— START OF RECORDS FOR THE TASK —

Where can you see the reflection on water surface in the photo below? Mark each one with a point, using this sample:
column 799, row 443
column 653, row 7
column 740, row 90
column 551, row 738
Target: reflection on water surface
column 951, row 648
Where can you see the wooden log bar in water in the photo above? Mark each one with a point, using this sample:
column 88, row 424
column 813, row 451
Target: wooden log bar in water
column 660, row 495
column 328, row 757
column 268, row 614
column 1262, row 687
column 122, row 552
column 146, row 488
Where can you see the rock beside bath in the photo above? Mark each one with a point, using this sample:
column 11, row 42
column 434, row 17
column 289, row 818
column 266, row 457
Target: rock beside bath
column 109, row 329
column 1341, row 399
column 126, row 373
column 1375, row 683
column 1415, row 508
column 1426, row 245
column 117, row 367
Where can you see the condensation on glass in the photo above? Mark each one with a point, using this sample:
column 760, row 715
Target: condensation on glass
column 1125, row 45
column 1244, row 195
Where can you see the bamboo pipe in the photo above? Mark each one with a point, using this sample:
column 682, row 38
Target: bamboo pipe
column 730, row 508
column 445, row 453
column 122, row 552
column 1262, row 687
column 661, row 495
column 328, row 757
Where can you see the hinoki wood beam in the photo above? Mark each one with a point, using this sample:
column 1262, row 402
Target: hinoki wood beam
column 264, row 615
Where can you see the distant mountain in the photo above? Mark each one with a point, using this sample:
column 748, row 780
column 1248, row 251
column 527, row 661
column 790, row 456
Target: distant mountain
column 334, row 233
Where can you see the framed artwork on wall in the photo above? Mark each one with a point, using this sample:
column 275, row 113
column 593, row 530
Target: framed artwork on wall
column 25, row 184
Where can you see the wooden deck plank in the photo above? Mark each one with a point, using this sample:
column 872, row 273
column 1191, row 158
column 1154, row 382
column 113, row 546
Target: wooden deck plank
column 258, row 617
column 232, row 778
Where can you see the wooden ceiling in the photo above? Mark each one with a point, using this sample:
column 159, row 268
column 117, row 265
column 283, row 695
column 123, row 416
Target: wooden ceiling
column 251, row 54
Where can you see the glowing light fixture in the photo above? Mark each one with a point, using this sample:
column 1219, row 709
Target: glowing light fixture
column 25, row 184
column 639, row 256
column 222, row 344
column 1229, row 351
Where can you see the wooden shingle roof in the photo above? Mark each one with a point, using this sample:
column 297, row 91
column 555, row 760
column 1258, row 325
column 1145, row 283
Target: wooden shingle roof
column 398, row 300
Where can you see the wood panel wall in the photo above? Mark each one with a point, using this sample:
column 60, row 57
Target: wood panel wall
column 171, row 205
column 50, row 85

— END OF RECORDS FOR THE TASK —

WRITTEN EXERCISE :: Reproduce all of the items above word for word, from the first line through the last.

THE COMPLETED TASK ::
Where can you see the reflection on water surface in the photo below? Mark each one with a point, using this sample:
column 799, row 443
column 653, row 7
column 740, row 90
column 551, row 738
Target: reflection on water surface
column 951, row 648
Where can you see the wooden log bar in water in the photo above? Mark each one with a point, using this sample:
column 88, row 424
column 813, row 451
Target: wooden log bar in water
column 660, row 495
column 328, row 757
column 268, row 614
column 1262, row 687
column 122, row 552
column 146, row 488
Where can you see the rock beside bath in the photo above? Mark each one with a point, using this sample:
column 11, row 42
column 434, row 17
column 289, row 818
column 266, row 457
Target: rock beside bath
column 109, row 329
column 1341, row 399
column 126, row 373
column 1375, row 683
column 1415, row 508
column 1426, row 245
column 117, row 367
Where can you see the condensation on glass in the photo above? Mark each one with a point, using this sample:
column 760, row 715
Target: condensation on glass
column 1125, row 45
column 1244, row 195
Where can you see the bamboo pipe in the photo above? Mark each one with a point, using this sample:
column 682, row 38
Target: bamboo pipe
column 730, row 508
column 445, row 453
column 122, row 552
column 1262, row 687
column 661, row 495
column 328, row 757
Where can you see the hinoki wood beam in the photo above? Mark each one with a point, using this sample:
column 1262, row 402
Target: hinoki wood beam
column 264, row 615
Where can you see the distant mountain in the photo above? Mark each one with a point, using this sample:
column 748, row 780
column 1248, row 251
column 527, row 661
column 790, row 456
Target: distant mountain
column 334, row 233
Where can you see the framed artwork on wall in the photo above? Mark each one with a point, using this sample:
column 275, row 113
column 593, row 530
Target: framed artwork on wall
column 25, row 184
Where can you see the wooden deck plank in the photo above? Mark each one with a point, using this sample:
column 872, row 273
column 1191, row 158
column 1154, row 382
column 113, row 546
Target: wooden deck plank
column 258, row 617
column 232, row 778
Where can you see the wooden ceiling in the photo above? Mark each one with a point, using this sample:
column 159, row 268
column 117, row 265
column 283, row 695
column 123, row 416
Target: wooden ceiling
column 251, row 54
Where can you see the glowing light fixture in the photo above? Mark each one with a point, using this sample:
column 1219, row 709
Target: glowing light fixture
column 25, row 184
column 639, row 256
column 222, row 344
column 1229, row 351
Where can you see the wooden shingle roof in the photo above? Mark each one with a point, using this sample:
column 297, row 91
column 555, row 760
column 1258, row 325
column 1145, row 283
Target: wooden shingle roof
column 398, row 300
Where can you see the wood panel wall in the photo above? Mark each one with a point, using this sample:
column 60, row 57
Target: wood panel wall
column 171, row 205
column 50, row 85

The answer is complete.